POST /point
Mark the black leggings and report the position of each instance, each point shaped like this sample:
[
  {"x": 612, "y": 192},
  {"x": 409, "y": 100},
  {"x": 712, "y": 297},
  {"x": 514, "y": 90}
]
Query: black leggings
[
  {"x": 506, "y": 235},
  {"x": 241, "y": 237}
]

__Problem description__:
Copy out each line in the listing that has the word "point".

__Solution below__:
POST /point
Mark the black leggings and report the position of each instance, each point shaped like this sample:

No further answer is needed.